[start]

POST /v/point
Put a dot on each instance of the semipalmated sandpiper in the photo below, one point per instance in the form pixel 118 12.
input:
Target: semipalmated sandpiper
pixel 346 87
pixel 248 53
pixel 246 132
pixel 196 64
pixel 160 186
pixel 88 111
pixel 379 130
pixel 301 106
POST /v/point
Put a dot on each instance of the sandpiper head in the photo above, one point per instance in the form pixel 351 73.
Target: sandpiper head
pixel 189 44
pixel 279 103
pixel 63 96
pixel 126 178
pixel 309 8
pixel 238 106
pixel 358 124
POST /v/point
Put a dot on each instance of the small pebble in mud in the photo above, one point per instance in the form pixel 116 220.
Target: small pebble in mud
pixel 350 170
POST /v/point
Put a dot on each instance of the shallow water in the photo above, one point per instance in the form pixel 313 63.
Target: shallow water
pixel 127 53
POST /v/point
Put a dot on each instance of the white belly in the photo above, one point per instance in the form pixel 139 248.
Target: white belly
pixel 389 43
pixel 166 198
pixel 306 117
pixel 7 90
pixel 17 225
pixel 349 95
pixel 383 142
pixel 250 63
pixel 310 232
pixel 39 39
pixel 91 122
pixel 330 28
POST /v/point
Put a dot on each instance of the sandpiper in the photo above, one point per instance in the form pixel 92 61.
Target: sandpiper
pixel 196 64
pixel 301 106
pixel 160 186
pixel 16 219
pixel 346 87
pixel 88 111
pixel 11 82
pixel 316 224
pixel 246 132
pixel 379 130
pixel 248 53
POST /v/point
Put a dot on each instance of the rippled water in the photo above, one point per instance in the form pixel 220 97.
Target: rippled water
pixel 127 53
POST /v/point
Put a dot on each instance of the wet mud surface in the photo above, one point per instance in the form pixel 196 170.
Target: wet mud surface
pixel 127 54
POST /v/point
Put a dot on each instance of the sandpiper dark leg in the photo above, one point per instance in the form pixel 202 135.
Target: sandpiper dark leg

[end]

== What is being asked ==
Retype all of the rows above line by line, keeping every character the same and adding nothing.

== Expected answer ==
POST /v/point
Put a dot on each instance of the semipalmated sandpiper in the photo below, one point per instance in the form pixel 118 12.
input:
Target: semipalmated sandpiper
pixel 346 87
pixel 248 53
pixel 246 132
pixel 196 64
pixel 160 186
pixel 88 111
pixel 379 130
pixel 301 106
POST /v/point
Put a dot on each instance of the sandpiper head in the photo above, one point per instance in the form pixel 351 73.
Target: sandpiper head
pixel 189 44
pixel 279 103
pixel 63 96
pixel 126 178
pixel 309 8
pixel 238 106
pixel 358 124
POST /v/point
Put a dot on each instance of the small pebble in mud in the photo above, one point per instance in the form pixel 116 220.
Target: small pebble in mud
pixel 350 170
POST /v/point
Put a dot on each instance of the shallow water in the photo above, one point per instance in the form pixel 313 63.
Target: shallow water
pixel 127 53
POST /v/point
Put a dot on each instance of the white belly in the photo above, one point per instance in the form pixel 139 248.
Target: white belly
pixel 389 43
pixel 166 198
pixel 306 117
pixel 7 90
pixel 17 225
pixel 349 95
pixel 383 142
pixel 250 63
pixel 310 232
pixel 39 39
pixel 91 122
pixel 330 28
POST /v/point
Put a dot on each instance of the sandpiper in the photo above, one point per instance in the form pixel 92 61.
Target: sandpiper
pixel 196 64
pixel 301 106
pixel 160 186
pixel 16 219
pixel 346 87
pixel 88 111
pixel 11 82
pixel 316 224
pixel 246 132
pixel 379 130
pixel 248 53
POST /v/point
Put a dot on each instance of the rippled water in the photo above, one point per instance in the form pixel 220 97.
Target: rippled water
pixel 127 53
POST /v/point
Put a dot on each instance of the wet mud surface in the photo above, one point per instance in the form pixel 196 170.
Target: wet mud surface
pixel 127 54
POST /v/point
Put a dot on each instance of the sandpiper dark leg in the photo above, one point per instance in the form pixel 202 135.
Target: sandpiper dark leg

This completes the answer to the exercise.